_Required action_
Restate the entire listing word for word.

_Data provided_
* * *
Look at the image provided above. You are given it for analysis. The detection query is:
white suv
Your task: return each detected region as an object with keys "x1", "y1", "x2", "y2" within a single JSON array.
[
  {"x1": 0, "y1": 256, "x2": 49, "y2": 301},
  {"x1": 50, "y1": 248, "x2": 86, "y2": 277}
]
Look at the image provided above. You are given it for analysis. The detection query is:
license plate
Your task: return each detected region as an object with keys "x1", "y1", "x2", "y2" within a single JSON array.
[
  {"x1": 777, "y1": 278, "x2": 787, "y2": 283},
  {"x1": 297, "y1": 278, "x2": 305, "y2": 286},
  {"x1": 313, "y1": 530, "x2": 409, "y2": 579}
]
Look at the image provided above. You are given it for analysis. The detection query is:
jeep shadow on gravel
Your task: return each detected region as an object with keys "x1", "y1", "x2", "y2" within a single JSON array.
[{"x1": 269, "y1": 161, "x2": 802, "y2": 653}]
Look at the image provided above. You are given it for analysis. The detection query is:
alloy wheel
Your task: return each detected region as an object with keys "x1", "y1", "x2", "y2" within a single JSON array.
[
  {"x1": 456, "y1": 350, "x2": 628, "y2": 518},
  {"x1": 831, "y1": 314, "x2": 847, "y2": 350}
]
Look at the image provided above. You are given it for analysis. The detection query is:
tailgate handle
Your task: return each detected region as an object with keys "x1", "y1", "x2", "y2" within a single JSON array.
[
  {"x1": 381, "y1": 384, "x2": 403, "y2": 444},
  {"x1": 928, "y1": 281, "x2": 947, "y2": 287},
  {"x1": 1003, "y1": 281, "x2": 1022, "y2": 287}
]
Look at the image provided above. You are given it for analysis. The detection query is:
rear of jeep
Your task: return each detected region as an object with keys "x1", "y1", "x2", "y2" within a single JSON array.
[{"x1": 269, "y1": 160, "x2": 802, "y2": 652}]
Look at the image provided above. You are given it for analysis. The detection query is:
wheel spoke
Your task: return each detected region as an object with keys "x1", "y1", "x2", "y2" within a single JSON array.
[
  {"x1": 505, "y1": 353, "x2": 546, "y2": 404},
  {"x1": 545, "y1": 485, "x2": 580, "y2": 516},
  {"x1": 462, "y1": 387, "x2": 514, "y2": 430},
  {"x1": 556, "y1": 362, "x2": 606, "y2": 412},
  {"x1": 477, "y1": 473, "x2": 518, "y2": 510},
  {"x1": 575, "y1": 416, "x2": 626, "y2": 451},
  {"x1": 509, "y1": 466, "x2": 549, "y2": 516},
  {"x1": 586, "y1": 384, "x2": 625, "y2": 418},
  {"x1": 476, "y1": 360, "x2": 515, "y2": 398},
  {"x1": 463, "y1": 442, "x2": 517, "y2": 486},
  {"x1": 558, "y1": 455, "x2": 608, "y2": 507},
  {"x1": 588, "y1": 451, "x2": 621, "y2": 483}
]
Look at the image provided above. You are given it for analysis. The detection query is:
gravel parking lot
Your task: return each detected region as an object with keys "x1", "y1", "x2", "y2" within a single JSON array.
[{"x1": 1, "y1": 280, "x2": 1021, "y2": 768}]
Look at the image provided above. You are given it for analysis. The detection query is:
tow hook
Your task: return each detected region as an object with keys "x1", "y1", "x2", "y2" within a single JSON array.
* * *
_Solution_
Look at the image provided above. You are given it for analysis. The detection query is:
white suv
Your task: return each detected region as an object with keys "x1", "y1", "x2", "y2" within a single JSON array.
[
  {"x1": 0, "y1": 256, "x2": 49, "y2": 301},
  {"x1": 50, "y1": 248, "x2": 86, "y2": 277}
]
Look at the image provided above. You are given it for analysis. The detection query is:
license plate
Your task: return each detected region as an object with keys "x1", "y1", "x2", "y2" within a single JSON array.
[
  {"x1": 777, "y1": 278, "x2": 787, "y2": 283},
  {"x1": 297, "y1": 278, "x2": 305, "y2": 286},
  {"x1": 313, "y1": 530, "x2": 409, "y2": 579}
]
Look at the image provided above. You are given it for analysis. The detection query is:
jeep shadow on gravel
Your task: return each detected region as an object with keys "x1", "y1", "x2", "y2" within a single JSON array.
[{"x1": 269, "y1": 161, "x2": 802, "y2": 653}]
Look at the image provided above. You are given it for analysis. The detection query is:
alloy wheel
Your task: return each detected region as an object with keys "x1", "y1", "x2", "y2" within a single JSON array.
[
  {"x1": 456, "y1": 350, "x2": 628, "y2": 518},
  {"x1": 831, "y1": 314, "x2": 847, "y2": 350}
]
Look at the image provided above. You are given it for analysis. The detection query is:
tailgate handle
Your task: return each detected region as an object with keys "x1", "y1", "x2", "y2" within a single JSON array.
[
  {"x1": 381, "y1": 384, "x2": 403, "y2": 444},
  {"x1": 928, "y1": 281, "x2": 947, "y2": 287},
  {"x1": 1003, "y1": 281, "x2": 1022, "y2": 287}
]
Look at the image provided above. You are given it for analysis. The detection query is:
rear of jeep
Your task: return each detected region as an object with keys "x1", "y1", "x2", "y2" within a single JSON array.
[{"x1": 269, "y1": 160, "x2": 802, "y2": 652}]
Look at the image provided above. You are given it for analysis. The detection query is:
wheel spoke
Your task: return each detected region as an object with keys "x1", "y1", "x2", "y2" within a single JSON array.
[
  {"x1": 505, "y1": 353, "x2": 546, "y2": 404},
  {"x1": 545, "y1": 485, "x2": 580, "y2": 516},
  {"x1": 462, "y1": 387, "x2": 514, "y2": 430},
  {"x1": 556, "y1": 362, "x2": 606, "y2": 412},
  {"x1": 477, "y1": 473, "x2": 518, "y2": 510},
  {"x1": 575, "y1": 416, "x2": 626, "y2": 451},
  {"x1": 509, "y1": 466, "x2": 549, "y2": 516},
  {"x1": 586, "y1": 384, "x2": 625, "y2": 418},
  {"x1": 476, "y1": 360, "x2": 515, "y2": 398},
  {"x1": 463, "y1": 442, "x2": 517, "y2": 486},
  {"x1": 558, "y1": 455, "x2": 608, "y2": 507},
  {"x1": 588, "y1": 451, "x2": 621, "y2": 483}
]
Look at the image provided above. You are given it for analysis. The detection query is:
gravel parking lot
Your task: return each detected region as an object with keys "x1", "y1", "x2", "y2" within a single JSON array.
[{"x1": 1, "y1": 280, "x2": 1021, "y2": 768}]
Look at the image provided above. You are given it for analysis. The detection query is:
tow hook
Your task: return each detected region as an object with keys "x1", "y1", "x2", "y2" within a single JSON array.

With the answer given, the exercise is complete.